___ SUPPLIED RECORDS ___

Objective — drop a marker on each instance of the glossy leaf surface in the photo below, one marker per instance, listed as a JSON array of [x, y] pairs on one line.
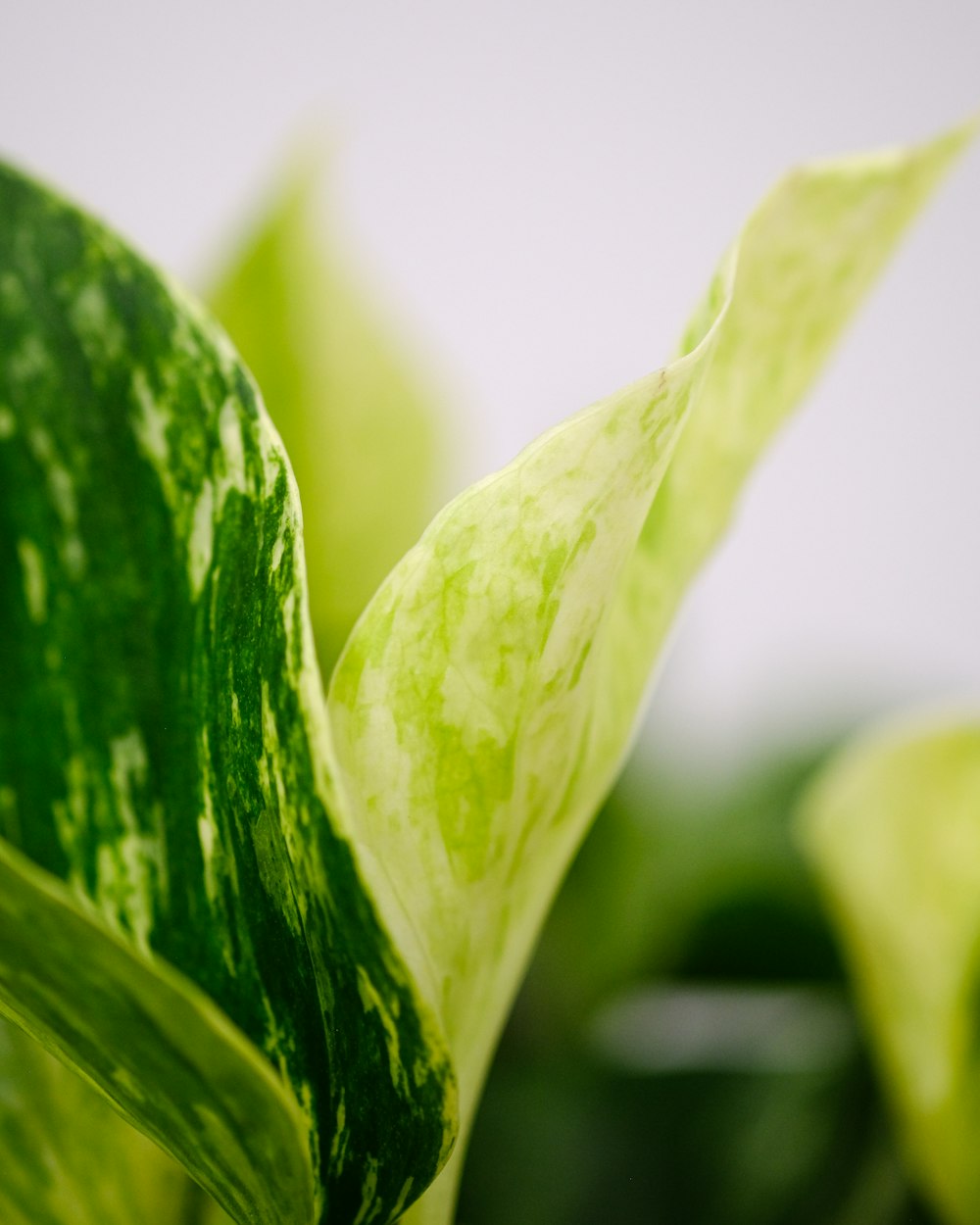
[[486, 699], [353, 415], [163, 756]]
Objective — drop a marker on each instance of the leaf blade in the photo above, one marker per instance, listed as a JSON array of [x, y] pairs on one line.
[[892, 828], [489, 694], [163, 743]]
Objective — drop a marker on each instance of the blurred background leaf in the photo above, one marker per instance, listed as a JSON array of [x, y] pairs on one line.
[[685, 1048], [69, 1159], [893, 829]]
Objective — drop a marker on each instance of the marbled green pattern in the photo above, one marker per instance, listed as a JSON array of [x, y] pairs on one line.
[[163, 756], [260, 922], [485, 701], [356, 416], [893, 829]]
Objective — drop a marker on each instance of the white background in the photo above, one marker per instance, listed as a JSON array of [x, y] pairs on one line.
[[540, 191]]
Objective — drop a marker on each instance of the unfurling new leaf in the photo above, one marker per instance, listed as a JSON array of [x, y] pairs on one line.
[[278, 930]]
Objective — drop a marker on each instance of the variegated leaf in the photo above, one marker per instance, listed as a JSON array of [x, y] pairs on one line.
[[485, 701], [353, 415], [182, 917]]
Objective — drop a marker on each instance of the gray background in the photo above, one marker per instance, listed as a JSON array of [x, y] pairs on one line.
[[539, 191]]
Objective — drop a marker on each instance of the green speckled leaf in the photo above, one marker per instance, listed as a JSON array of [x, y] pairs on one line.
[[893, 829], [485, 701], [352, 415], [55, 1130], [182, 917]]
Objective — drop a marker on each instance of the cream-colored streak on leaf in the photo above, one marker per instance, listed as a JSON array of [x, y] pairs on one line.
[[356, 417], [893, 829], [485, 701]]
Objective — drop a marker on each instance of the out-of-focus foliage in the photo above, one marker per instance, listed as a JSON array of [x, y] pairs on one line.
[[893, 829], [685, 1048]]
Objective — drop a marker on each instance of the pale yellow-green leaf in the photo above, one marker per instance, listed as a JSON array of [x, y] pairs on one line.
[[356, 416], [893, 829], [486, 699]]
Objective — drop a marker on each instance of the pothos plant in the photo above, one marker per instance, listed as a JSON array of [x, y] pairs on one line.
[[277, 925]]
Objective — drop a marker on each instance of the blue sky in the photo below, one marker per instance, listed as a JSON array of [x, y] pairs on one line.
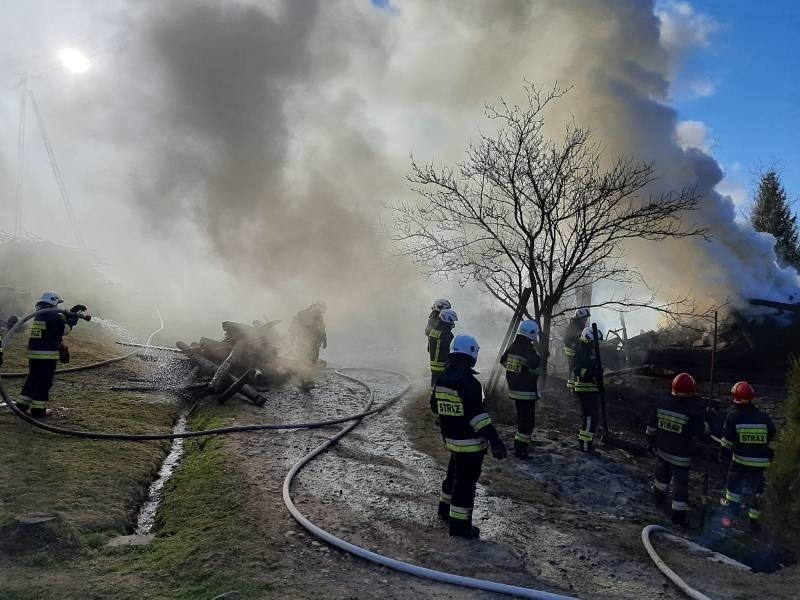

___

▶ **GOAL**
Without the pictures, retype the whole of the material above exactly.

▶ **WRITTEN ANSWER**
Objective — drop a marker on each instance of the glossy leaf surface in the photo below, one marker per instance, listed as a JSON array of [x, y] pairs on one line.
[[486, 699], [353, 415], [163, 756]]
Objective — drop a marker on each instance of the leaf blade in the photo above, one marker per instance, listed as a JSON array of [x, y] pairs on one line.
[[892, 828], [489, 694], [163, 743]]
Objective — drop a marker on each instance of the blurred background leaf in the photo above, one marker per instance, listed as a JSON array of [x, y] pairs on one line.
[[685, 1048], [69, 1159], [893, 829]]
Objective — drop a marker on each instance of the marbled green pattern in the photo above, one marker per instance, listed as a JSON array of [x, y] pairs on one line.
[[163, 756], [260, 922], [485, 701], [356, 416], [893, 829]]
Objective — drop a marker on each instance of the white background in the photo above, one marker per instance, listed as a JSON array of [x, y] pairs on one line.
[[540, 191]]
Objective — drop a marker on each instance of the unfurling new leaf in the photo above, one marker per instance, listed as a JSON array of [x, y] pairs on one line.
[[278, 930]]
Objective — drop a marker on each instance of the variegated leaf in the photo above, one marker per instance, listed as a JSON array of [x, y] pairs on one line.
[[485, 701], [353, 415], [182, 917]]
Objective — drop a marker on each instance of the gray background in the photo above, one marker per instance, listed as a JSON array of [x, y] pairs on one line.
[[539, 191]]
Objective — drop a marker on each instance of the green speckled leaf in the photo above, one marker per instance, listed as a JSON array of [x, y] pairs on one line.
[[893, 829], [485, 701], [352, 415], [55, 1130], [182, 917]]
Objective — drop a marker on each instance of the cream-colored streak on leaf in the photo above, one marker per instance, listed as a JSON array of [x, y] pairs on one line.
[[356, 417], [893, 829], [485, 701]]
Objective — drop a marker on each instance of the out-of-focus foliage in the photo above, one marker per instance, listed as a JSON array of [x, y] pairs on one line.
[[893, 829], [685, 1048]]
Objective — drop a marker on each instance of the pale yellow-green leaf in the photo above, one marker per instance, listed as a JSON array of [x, y] pairs on one line.
[[356, 416], [893, 829], [486, 699]]
Objective — drop a marker on each instance of the pothos plant in the photo above, one marker per instance, listed as a JSON array of [x, y] pairs on one line.
[[277, 925]]
Objective — drop a marker on each instance of the blue sky in the photo below, one marker per instance, listed as a JSON array of [x, y] pairs on one line.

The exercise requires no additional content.